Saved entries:
====

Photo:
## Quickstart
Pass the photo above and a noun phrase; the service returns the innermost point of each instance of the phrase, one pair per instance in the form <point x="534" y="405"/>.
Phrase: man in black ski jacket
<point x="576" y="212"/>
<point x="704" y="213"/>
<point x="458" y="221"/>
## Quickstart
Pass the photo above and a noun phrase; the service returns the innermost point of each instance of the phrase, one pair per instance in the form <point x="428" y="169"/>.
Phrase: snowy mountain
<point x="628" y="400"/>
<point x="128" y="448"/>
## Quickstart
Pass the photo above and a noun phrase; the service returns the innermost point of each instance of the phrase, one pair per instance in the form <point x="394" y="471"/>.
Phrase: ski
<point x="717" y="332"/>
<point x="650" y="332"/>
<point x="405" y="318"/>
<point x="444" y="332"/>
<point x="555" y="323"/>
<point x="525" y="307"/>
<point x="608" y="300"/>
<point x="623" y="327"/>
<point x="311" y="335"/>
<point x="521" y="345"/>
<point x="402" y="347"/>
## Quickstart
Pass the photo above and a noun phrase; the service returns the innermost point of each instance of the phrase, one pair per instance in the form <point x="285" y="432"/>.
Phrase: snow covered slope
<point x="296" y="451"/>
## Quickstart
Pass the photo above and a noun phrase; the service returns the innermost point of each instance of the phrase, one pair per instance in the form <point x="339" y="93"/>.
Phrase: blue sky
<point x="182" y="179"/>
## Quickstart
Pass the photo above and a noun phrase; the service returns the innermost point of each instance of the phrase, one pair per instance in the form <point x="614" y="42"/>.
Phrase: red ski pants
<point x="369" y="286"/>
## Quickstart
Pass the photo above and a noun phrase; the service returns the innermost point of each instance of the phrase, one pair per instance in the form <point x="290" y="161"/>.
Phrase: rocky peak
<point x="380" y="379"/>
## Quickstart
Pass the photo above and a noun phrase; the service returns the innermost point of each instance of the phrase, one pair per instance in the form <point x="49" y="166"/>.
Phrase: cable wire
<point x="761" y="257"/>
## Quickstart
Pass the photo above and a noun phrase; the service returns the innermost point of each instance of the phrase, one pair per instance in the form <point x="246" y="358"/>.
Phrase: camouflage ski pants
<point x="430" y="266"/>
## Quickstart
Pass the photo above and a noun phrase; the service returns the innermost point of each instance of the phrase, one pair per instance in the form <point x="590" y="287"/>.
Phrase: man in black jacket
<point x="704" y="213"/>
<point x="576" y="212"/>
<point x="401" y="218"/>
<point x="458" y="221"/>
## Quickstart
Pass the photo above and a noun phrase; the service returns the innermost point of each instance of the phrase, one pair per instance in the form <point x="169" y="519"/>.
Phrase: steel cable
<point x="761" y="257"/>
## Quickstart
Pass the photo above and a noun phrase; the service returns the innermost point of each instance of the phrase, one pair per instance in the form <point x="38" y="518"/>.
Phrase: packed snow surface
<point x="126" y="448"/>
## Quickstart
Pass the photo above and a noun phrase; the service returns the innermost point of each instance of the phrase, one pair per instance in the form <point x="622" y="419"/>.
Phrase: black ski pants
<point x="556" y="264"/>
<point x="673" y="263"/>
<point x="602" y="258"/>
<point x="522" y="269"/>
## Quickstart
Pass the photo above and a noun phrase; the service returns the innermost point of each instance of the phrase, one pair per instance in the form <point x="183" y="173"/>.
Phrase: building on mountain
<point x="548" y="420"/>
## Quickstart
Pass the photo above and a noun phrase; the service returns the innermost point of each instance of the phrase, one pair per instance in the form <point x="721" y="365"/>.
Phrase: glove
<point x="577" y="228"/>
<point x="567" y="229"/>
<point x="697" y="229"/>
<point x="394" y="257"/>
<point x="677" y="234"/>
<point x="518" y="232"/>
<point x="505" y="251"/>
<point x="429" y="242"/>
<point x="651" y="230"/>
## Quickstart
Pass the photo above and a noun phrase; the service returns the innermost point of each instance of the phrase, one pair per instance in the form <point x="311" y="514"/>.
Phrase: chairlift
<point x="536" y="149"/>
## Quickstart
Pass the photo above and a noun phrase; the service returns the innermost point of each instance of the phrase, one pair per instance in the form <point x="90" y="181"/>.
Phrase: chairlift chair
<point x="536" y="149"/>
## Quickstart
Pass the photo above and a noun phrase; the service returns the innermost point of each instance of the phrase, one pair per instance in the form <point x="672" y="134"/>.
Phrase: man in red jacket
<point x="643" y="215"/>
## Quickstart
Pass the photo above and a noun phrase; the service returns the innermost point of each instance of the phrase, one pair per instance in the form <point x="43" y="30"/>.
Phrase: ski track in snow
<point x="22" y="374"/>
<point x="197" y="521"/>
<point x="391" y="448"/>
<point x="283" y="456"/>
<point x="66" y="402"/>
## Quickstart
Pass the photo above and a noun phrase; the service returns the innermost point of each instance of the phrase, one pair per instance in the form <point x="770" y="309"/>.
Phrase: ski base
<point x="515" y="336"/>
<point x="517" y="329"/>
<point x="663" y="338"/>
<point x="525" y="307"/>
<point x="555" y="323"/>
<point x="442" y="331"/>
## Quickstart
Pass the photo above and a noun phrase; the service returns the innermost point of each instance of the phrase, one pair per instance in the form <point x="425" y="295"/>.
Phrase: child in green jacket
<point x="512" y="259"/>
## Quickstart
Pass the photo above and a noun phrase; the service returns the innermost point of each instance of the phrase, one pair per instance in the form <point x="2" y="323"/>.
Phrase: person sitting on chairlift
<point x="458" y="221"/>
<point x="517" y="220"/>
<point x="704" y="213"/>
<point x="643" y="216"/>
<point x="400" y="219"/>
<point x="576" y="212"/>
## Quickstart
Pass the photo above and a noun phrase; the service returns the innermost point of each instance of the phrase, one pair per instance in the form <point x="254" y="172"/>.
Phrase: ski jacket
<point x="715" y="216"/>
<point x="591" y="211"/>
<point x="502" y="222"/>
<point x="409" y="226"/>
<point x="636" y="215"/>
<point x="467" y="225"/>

====

To do: What is needed is a full, exact copy of the records.

Written reply:
Photo:
## Quickstart
Pass the photo above and a noun phrase; the service returns the innermost point of each instance of the phrase, one pair per instance in the form <point x="534" y="405"/>.
Phrase: man in black ski jacket
<point x="576" y="212"/>
<point x="704" y="213"/>
<point x="458" y="221"/>
## Quickstart
Pass the photo above and a noun phrase; the service returns the innermost point of each instance of the phrase, one pair per instance in the form <point x="428" y="169"/>.
Phrase: snowy mountain
<point x="628" y="400"/>
<point x="128" y="448"/>
## Quickstart
Pass the photo above and a noun phrase; the service returns the innermost point of each instance of the phrase, one pair per instance in the form <point x="394" y="471"/>.
Phrase: ski
<point x="717" y="332"/>
<point x="650" y="332"/>
<point x="405" y="318"/>
<point x="444" y="332"/>
<point x="555" y="323"/>
<point x="525" y="307"/>
<point x="608" y="300"/>
<point x="623" y="327"/>
<point x="311" y="335"/>
<point x="521" y="345"/>
<point x="402" y="347"/>
## Quickstart
Pass the photo above and a noun phrase; the service returns the innermost point of each instance of the phrase, one pair per instance in the form <point x="285" y="432"/>.
Phrase: snow covered slope
<point x="296" y="451"/>
## Quickstart
Pass the photo above and a noun phrase; the service returns the innermost point of each instance of the phrase, one pair per instance in the form <point x="339" y="93"/>.
Phrase: blue sky
<point x="182" y="179"/>
## Quickstart
Pass the photo above and a noun phrase; the service returns the innermost point of each instance of the phrase, one pair per instance in the form <point x="614" y="42"/>.
Phrase: red ski pants
<point x="369" y="286"/>
## Quickstart
Pass the photo above and a noun phrase; the service returns the innermost point of each instance of the phrase, one pair per instance in the form <point x="290" y="161"/>.
Phrase: rocky peak
<point x="380" y="379"/>
## Quickstart
Pass the photo above and a noun phrase; the service returns the innermost point of each instance of the phrase, one pair per instance in the form <point x="49" y="166"/>.
Phrase: cable wire
<point x="761" y="257"/>
## Quickstart
Pass the photo above and a noun phrase; the service returns the innermost point of each instance of the phrase, one pair per instance in the form <point x="246" y="358"/>.
Phrase: camouflage ski pants
<point x="430" y="266"/>
## Quickstart
Pass the photo above and a noun phrase; the service returns the innermost point of each instance of the phrase, one pair per instance in the form <point x="590" y="287"/>.
Phrase: man in black jacket
<point x="704" y="213"/>
<point x="576" y="212"/>
<point x="401" y="218"/>
<point x="458" y="221"/>
## Quickstart
Pass the photo above and a noun phrase; the service returns the innermost point of each instance of the phrase, one pair per instance in the form <point x="169" y="519"/>.
Phrase: steel cable
<point x="761" y="257"/>
## Quickstart
Pass the photo above and a noun phrase; the service returns the innermost point of each instance of the phrase, one pair per instance in the form <point x="38" y="518"/>.
Phrase: packed snow surface
<point x="126" y="448"/>
## Quickstart
Pass the photo above and a noun phrase; the service returns the innermost point of each instance of the phrase, one pair per instance in the form <point x="622" y="419"/>.
Phrase: black ski pants
<point x="556" y="264"/>
<point x="673" y="263"/>
<point x="602" y="258"/>
<point x="522" y="269"/>
## Quickstart
Pass the photo above and a noun phrase; the service returns the innermost point of each instance of the phrase, one pair per instance in the form <point x="183" y="173"/>.
Phrase: building on mountain
<point x="548" y="420"/>
## Quickstart
Pass the photo above and a noun phrase; the service returns the innermost point of each instance of the phrase, one pair per instance in the form <point x="721" y="365"/>.
Phrase: glove
<point x="577" y="228"/>
<point x="567" y="229"/>
<point x="697" y="229"/>
<point x="394" y="257"/>
<point x="677" y="234"/>
<point x="518" y="232"/>
<point x="505" y="251"/>
<point x="429" y="242"/>
<point x="651" y="230"/>
## Quickstart
Pass the photo above and a noun phrase; the service returns the innermost point of each instance of the phrase, one pair per instance in the form <point x="311" y="514"/>.
Phrase: chairlift
<point x="536" y="149"/>
## Quickstart
Pass the photo above and a noun phrase; the service returns the innermost point of each instance of the phrase, one pair per instance in the form <point x="90" y="181"/>.
Phrase: chairlift chair
<point x="536" y="149"/>
## Quickstart
Pass the photo above and a noun phrase; the service returns the innermost point of each instance of the phrase, one pair per instance in the form <point x="672" y="134"/>.
Phrase: man in red jacket
<point x="643" y="215"/>
## Quickstart
Pass the photo above and a noun phrase; the service returns the innermost point of each instance of the phrase, one pair per instance in the form <point x="43" y="30"/>.
Phrase: ski track in snow
<point x="22" y="374"/>
<point x="197" y="521"/>
<point x="391" y="448"/>
<point x="283" y="456"/>
<point x="66" y="402"/>
## Quickstart
Pass the photo above and a noun phrase; the service returns the innermost point of each instance of the phrase, one pair per instance in the form <point x="770" y="309"/>.
Phrase: ski base
<point x="515" y="336"/>
<point x="517" y="329"/>
<point x="663" y="338"/>
<point x="525" y="307"/>
<point x="555" y="323"/>
<point x="442" y="331"/>
## Quickstart
Pass the photo above and a noun phrase; the service returns the innermost point of each instance of the phrase, one pair per instance in the form <point x="425" y="295"/>.
Phrase: child in green jacket
<point x="512" y="259"/>
## Quickstart
Pass the photo above and a noun phrase; the service returns the innermost point of each instance of the phrase, one pair per instance in the form <point x="2" y="323"/>.
Phrase: person sitting on chairlift
<point x="458" y="221"/>
<point x="517" y="220"/>
<point x="704" y="213"/>
<point x="643" y="216"/>
<point x="400" y="219"/>
<point x="576" y="212"/>
## Quickstart
Pass the photo above and a noun phrase; the service returns the innermost point of each instance of the phrase, one pair per instance in the form <point x="254" y="172"/>.
Phrase: ski jacket
<point x="715" y="216"/>
<point x="591" y="211"/>
<point x="502" y="222"/>
<point x="409" y="226"/>
<point x="636" y="215"/>
<point x="467" y="225"/>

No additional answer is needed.